Entries for pointing and labeling:
◇ ◇ ◇

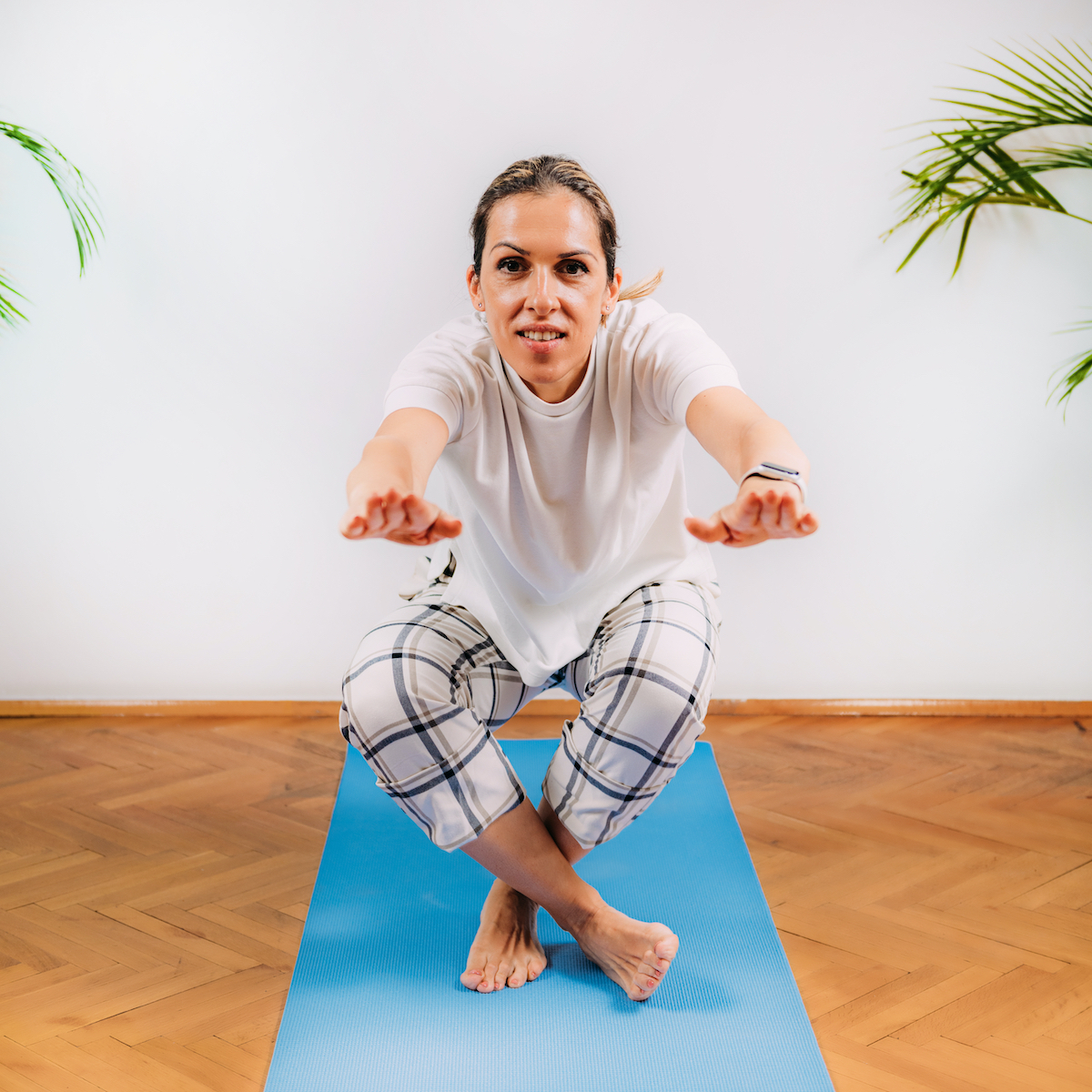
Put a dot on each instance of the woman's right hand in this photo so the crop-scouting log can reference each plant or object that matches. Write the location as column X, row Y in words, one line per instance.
column 402, row 518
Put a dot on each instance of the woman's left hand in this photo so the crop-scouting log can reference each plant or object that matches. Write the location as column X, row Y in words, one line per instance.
column 763, row 509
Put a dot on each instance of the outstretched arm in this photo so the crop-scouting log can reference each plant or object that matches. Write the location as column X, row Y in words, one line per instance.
column 386, row 490
column 740, row 436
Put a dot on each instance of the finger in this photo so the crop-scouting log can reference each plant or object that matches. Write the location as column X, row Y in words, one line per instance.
column 352, row 525
column 375, row 519
column 770, row 516
column 743, row 512
column 420, row 514
column 394, row 509
column 446, row 527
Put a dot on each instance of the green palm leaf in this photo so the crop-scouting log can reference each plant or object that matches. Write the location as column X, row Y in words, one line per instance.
column 966, row 167
column 79, row 201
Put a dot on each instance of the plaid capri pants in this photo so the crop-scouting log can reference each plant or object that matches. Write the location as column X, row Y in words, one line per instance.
column 429, row 686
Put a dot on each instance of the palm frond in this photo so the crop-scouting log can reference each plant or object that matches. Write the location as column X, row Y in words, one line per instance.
column 9, row 312
column 967, row 168
column 1080, row 369
column 69, row 183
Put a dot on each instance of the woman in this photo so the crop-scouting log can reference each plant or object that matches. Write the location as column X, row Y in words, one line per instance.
column 568, row 558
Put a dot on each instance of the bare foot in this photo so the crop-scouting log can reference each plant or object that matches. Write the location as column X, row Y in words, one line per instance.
column 506, row 951
column 634, row 955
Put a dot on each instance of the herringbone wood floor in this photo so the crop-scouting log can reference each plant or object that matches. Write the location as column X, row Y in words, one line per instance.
column 932, row 880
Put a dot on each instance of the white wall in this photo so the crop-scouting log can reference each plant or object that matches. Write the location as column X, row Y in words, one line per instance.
column 287, row 188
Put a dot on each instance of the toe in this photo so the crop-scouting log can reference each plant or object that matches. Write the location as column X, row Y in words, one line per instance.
column 505, row 971
column 667, row 948
column 489, row 978
column 470, row 978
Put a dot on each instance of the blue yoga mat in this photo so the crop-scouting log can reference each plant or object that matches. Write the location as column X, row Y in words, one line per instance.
column 376, row 1004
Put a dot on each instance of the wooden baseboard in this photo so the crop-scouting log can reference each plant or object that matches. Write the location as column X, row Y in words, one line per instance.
column 180, row 709
column 568, row 708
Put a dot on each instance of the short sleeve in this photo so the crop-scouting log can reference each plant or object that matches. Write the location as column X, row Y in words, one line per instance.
column 442, row 374
column 672, row 359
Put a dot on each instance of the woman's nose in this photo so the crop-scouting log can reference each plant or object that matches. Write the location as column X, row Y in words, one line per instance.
column 543, row 298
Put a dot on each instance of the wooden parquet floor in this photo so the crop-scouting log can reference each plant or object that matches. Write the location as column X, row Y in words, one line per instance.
column 932, row 880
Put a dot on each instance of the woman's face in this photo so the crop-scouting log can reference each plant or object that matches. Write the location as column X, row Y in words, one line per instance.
column 544, row 288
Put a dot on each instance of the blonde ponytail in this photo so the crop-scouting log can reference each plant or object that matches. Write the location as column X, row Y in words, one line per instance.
column 642, row 288
column 639, row 290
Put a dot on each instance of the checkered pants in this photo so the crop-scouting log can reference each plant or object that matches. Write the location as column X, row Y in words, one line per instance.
column 429, row 686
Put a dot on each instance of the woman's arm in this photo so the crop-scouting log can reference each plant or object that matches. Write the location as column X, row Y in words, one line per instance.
column 740, row 436
column 386, row 489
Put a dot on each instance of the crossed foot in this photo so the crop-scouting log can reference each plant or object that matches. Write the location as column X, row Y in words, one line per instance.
column 506, row 951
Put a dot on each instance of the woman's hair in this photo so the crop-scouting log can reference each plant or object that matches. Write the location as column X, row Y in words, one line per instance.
column 547, row 174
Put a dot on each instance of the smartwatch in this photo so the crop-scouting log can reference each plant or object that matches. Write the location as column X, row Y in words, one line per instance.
column 778, row 474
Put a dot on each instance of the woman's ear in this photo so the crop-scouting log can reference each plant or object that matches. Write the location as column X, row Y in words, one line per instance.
column 474, row 287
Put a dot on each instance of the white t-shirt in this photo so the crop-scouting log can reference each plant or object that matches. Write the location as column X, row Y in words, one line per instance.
column 567, row 507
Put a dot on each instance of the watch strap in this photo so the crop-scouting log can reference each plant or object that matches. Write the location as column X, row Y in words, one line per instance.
column 776, row 473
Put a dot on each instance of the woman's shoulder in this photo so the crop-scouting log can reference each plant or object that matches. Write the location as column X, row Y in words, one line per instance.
column 467, row 336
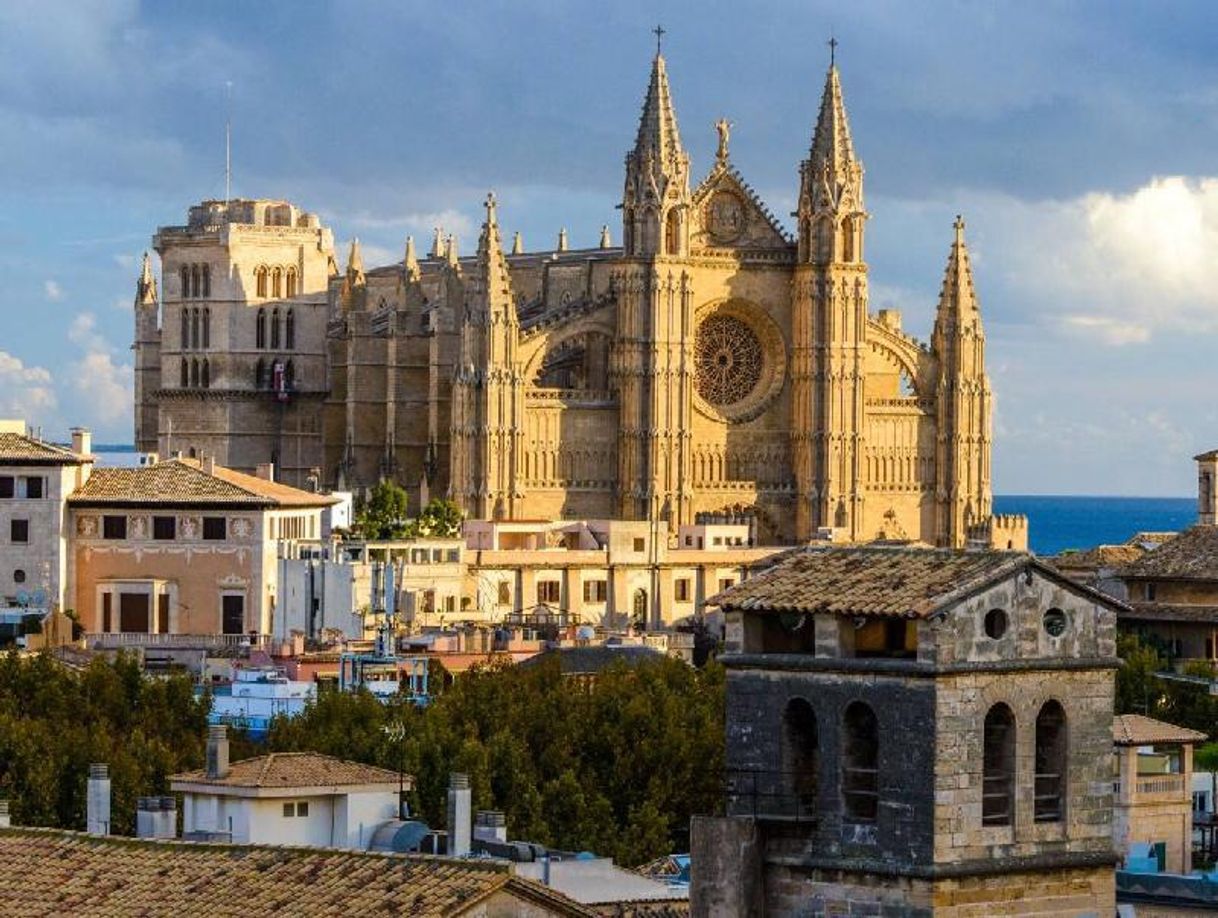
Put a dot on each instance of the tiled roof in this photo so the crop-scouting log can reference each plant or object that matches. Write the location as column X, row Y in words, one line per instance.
column 18, row 448
column 871, row 581
column 55, row 872
column 1190, row 555
column 1134, row 729
column 294, row 770
column 186, row 481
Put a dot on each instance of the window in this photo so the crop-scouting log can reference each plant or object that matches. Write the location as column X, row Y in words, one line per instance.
column 860, row 763
column 995, row 623
column 998, row 760
column 1050, row 778
column 800, row 757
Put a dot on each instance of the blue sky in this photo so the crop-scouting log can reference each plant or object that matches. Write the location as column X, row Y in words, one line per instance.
column 1078, row 139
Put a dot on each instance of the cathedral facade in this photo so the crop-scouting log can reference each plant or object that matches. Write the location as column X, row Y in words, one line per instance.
column 713, row 363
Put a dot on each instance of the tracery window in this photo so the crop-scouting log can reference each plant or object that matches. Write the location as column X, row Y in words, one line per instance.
column 728, row 359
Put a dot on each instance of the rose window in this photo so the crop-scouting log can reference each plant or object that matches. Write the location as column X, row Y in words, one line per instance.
column 728, row 359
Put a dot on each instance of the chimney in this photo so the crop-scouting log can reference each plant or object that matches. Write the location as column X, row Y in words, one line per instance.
column 82, row 441
column 98, row 800
column 459, row 811
column 217, row 751
column 490, row 826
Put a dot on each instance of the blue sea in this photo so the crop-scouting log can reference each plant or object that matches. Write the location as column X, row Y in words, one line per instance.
column 1060, row 522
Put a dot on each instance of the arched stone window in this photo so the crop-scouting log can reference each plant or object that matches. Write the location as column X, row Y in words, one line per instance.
column 800, row 756
column 860, row 763
column 998, row 763
column 1051, row 763
column 672, row 233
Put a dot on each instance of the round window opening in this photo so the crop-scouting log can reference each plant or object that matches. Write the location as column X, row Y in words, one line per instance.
column 1055, row 622
column 995, row 623
column 728, row 360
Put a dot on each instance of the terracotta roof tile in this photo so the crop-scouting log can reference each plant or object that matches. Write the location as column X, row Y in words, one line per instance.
column 186, row 481
column 55, row 872
column 294, row 770
column 1190, row 555
column 18, row 448
column 1134, row 729
column 870, row 581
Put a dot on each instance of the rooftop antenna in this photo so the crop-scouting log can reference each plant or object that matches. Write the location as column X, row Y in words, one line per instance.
column 228, row 144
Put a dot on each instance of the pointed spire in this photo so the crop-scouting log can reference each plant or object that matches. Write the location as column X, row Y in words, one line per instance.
column 411, row 261
column 832, row 144
column 145, row 287
column 492, row 267
column 957, row 296
column 355, row 263
column 658, row 126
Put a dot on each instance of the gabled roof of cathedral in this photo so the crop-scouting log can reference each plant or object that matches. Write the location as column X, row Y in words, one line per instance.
column 658, row 123
column 831, row 139
column 725, row 173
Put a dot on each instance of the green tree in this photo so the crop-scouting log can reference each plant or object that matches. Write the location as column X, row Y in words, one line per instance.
column 384, row 514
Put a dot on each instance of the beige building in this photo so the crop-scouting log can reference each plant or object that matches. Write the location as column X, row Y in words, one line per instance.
column 1152, row 791
column 711, row 363
column 182, row 547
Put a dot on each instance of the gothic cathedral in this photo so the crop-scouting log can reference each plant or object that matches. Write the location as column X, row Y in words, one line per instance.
column 709, row 364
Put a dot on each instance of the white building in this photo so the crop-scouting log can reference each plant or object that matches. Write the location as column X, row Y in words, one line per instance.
column 286, row 799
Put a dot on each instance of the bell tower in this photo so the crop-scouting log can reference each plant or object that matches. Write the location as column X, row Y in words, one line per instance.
column 830, row 328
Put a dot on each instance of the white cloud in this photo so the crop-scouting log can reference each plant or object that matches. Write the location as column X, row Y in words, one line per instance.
column 24, row 391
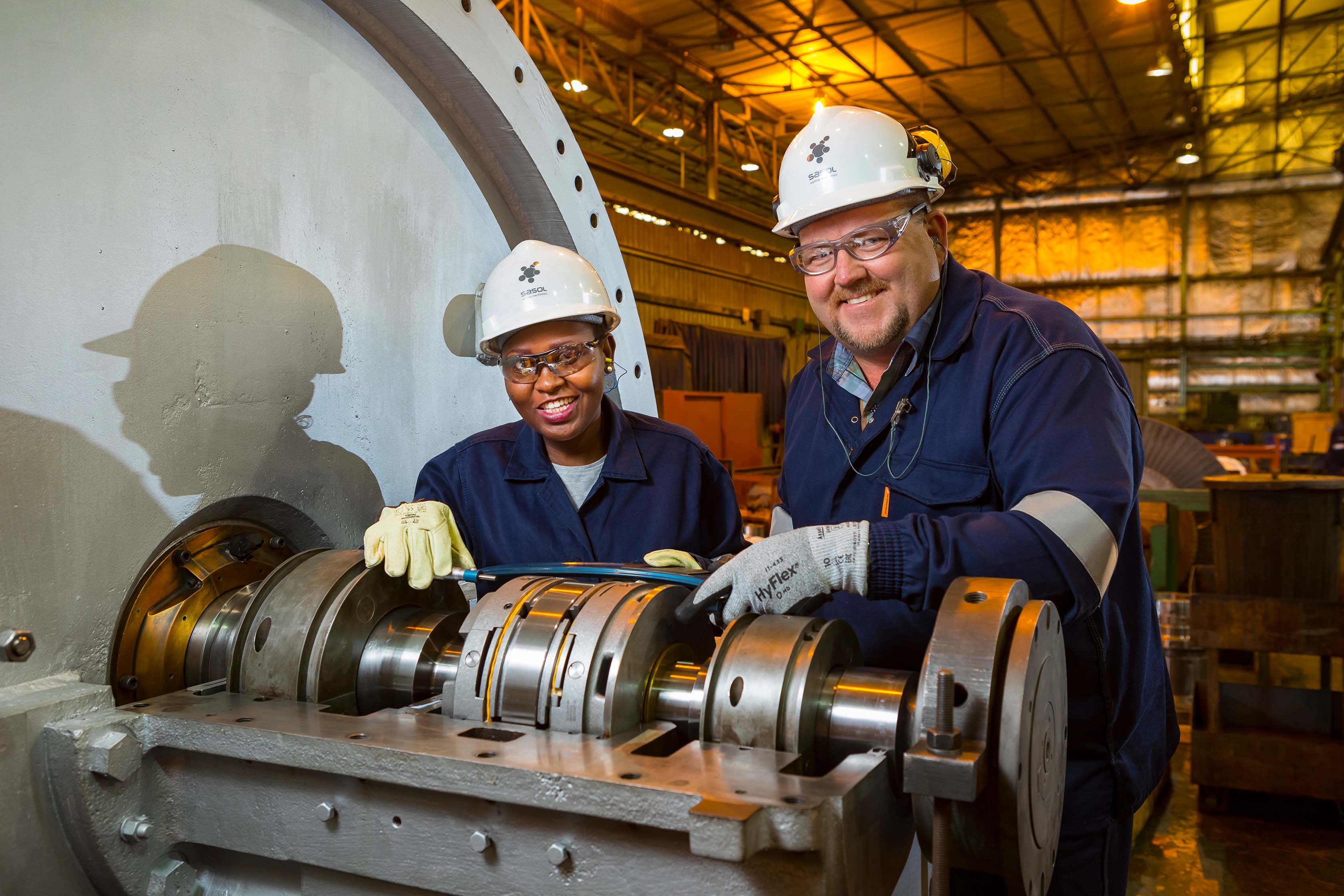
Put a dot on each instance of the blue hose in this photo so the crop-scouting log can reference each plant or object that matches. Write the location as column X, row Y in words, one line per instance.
column 687, row 578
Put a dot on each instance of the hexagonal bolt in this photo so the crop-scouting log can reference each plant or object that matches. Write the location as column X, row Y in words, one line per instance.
column 17, row 645
column 172, row 876
column 135, row 828
column 116, row 756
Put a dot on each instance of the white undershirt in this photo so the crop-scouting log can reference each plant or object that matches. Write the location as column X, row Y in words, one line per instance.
column 580, row 480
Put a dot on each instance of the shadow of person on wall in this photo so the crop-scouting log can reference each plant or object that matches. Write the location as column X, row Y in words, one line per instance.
column 224, row 352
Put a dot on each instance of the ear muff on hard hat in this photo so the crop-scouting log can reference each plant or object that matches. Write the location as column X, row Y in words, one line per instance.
column 540, row 282
column 846, row 158
column 933, row 154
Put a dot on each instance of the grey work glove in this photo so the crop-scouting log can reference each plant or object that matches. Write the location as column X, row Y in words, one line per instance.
column 777, row 574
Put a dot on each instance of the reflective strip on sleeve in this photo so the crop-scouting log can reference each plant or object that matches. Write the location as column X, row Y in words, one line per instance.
column 1078, row 527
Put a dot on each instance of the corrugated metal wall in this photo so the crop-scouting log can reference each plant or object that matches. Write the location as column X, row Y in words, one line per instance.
column 1253, row 273
column 1119, row 266
column 671, row 266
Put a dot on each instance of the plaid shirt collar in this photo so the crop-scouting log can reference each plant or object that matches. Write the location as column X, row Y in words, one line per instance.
column 844, row 368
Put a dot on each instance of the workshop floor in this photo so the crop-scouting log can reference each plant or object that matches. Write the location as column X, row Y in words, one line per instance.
column 1264, row 846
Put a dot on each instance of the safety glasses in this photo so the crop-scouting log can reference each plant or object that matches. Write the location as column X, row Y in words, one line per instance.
column 564, row 362
column 866, row 244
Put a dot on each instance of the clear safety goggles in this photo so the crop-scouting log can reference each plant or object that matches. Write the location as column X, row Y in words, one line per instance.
column 865, row 244
column 564, row 360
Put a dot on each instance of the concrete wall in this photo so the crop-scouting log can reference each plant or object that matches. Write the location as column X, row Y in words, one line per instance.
column 229, row 236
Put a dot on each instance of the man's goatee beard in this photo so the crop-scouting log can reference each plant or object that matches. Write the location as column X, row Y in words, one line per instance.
column 882, row 339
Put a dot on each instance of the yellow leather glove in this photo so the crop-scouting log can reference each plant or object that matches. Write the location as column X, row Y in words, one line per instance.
column 671, row 558
column 420, row 536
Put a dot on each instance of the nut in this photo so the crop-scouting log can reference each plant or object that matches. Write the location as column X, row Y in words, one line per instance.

◇ ◇ ◇

Exercise details >> Rewrite the data from its first line through the line with "column 446, row 527", putting "field survey notebook" wherever "crop-scouting log" appears and keeping everything else the same. Don't include the pictures in your answer.

Solution to this task >>
Put a dot on each instance of the woman's right hand in this photo so the field survey notebook can reference each plant or object that matches. Write the location as column X, row Y in words, one line per instance.
column 402, row 518
Put a dot on each instance of the woman's left hand in this photo so the field survey notebook can reference each plant or object that matches. Write the location as column X, row Y in words, one line per instance.
column 763, row 509
Put a dot on each instance of the outstretched arm in this photo so the field survey notebook can reference each plant or object that matches. Write the location as column X, row Y in words, one line per instance.
column 386, row 490
column 740, row 436
Put a dot on each instance of the finger in this photo so the field survey notebook can reference each plant or object that matches. Write the location as column X, row Y in words, one line per instance.
column 352, row 525
column 375, row 519
column 770, row 516
column 743, row 512
column 420, row 514
column 394, row 509
column 446, row 527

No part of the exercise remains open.